抜粋本文 –
☆ ☆ ☆
品質ロスコストを日常的に活用されている企業も多いが、その場合でも、顕在化した市場クレーム、製造不良に対する廃棄費用、顧客への代替品提供費用、対応工数の費用換算のカウントなどにとどまっているケースが多い。

せっかく品質ロスコストを活用するのであれば、開発設計段階の手戻りロス、品質問題による開発期間遅延に伴う顧客の購入機会損失ロス、市場クレームを発生させたことによる販売機会ロスといった潜在的な品質ロスコストもカウントしたいものである。筆者のこれまでのコンサルティング経験では、業種・業態による違いはあるが、潜在的な品質ロスコストは、顕在化している品質ロスコストの約3倍程度である。

しかし、潜在的な品質ロスコストを正確に算出することは非常に困難であり、データ収集することも難しい。また、データを取得することに工数がかかってしまっては、本末転倒になってしまう。そこで、開発テーマの難易度、クレーム等の重大さ等よるパターン化と基本指標の作成、また重大クレーム発生の際の販売金額低下の実績サンプル収集による基本指標の作成によって、データ取得工数を緩和したい。
☆ ☆ ☆
抽出記録 –
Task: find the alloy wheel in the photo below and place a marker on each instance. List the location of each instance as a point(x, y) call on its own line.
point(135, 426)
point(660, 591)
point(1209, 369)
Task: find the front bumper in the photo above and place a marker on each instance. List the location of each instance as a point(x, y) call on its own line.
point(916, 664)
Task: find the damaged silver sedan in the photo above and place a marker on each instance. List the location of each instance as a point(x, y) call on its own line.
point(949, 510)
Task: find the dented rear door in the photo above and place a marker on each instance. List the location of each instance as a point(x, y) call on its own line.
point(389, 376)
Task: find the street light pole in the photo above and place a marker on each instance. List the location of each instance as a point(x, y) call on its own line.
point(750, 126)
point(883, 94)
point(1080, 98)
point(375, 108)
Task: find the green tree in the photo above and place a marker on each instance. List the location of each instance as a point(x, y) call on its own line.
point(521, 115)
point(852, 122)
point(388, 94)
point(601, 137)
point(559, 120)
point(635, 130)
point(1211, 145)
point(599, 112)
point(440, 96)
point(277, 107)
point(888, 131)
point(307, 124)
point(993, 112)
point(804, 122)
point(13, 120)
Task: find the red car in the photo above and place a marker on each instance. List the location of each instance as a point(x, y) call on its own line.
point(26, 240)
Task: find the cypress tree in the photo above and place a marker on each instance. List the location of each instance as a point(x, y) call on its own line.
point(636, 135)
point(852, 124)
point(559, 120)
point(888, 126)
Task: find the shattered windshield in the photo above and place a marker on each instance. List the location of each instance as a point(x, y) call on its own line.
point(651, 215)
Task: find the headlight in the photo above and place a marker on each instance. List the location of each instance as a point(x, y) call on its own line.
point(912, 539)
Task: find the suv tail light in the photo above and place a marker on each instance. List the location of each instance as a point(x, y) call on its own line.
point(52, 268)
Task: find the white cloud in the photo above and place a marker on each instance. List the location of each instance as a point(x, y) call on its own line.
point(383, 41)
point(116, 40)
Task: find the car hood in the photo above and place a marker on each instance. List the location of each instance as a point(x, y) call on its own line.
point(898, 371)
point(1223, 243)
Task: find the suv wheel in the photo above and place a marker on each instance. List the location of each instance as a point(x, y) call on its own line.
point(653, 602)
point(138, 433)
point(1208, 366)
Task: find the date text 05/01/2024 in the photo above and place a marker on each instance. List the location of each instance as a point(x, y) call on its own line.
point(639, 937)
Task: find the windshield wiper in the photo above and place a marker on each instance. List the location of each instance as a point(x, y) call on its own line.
☆ ☆ ☆
依頼内容 1 – 記録のうち「Task: find the white」を含む行から始まり記録の末尾で終わる範囲（両端を含む）だけを、どの行も省かずに書き直し、その際、回答中の座標の数値をすべて0.7倍に縮尺して整数に丸めること（0.5は切り上げ）。
依頼内容 2 – 品質ロスコストに関する本文を、最後の文の直後から書き継いで補うこと。
上記の本文と記録は互いに無関係である。

最終回答 1 –
Task: find the white cloud in the photo above and place a marker on each instance. List the location of each instance as a point(x, y) call on its own line.
point(268, 29)
point(81, 28)
Task: find the car hood in the photo above and place a marker on each instance. List the location of each instance as a point(x, y) call on its own line.
point(629, 260)
point(856, 170)
Task: find the suv wheel in the photo above and place a marker on each instance. List the location of each instance as a point(x, y) call on its own line.
point(457, 421)
point(97, 303)
point(846, 256)
Task: find the date text 05/01/2024 in the photo above and place a marker on each instance. List the location of each instance as a point(x, y) call on its own line.
point(447, 656)
Task: find the windshield wiper in the photo above and place a marker on each instance. List the location of each instance as a point(x, y) call on its own line.

最終回答 2 –
ある食品メーカーでは、クレーム件数と販売金額の低下の相関係数の算出と開発難易度別のパターン分けにより、関係組織と対応工数を標準化し、それを元に品質ロスコストデータを毎月算出し、改善施策の妥当性検証に活用している。

また、ある電機メーカーでは、開発の難易度とデザインレビューでの指摘内容・件数による対応工数の標準化を行い、デザインレビューの改善に努めている。

このように品質をコストに換算することにより、改善施策の妥当性をトレンドでウォッチングし、データを活用していくことをお勧めしたい。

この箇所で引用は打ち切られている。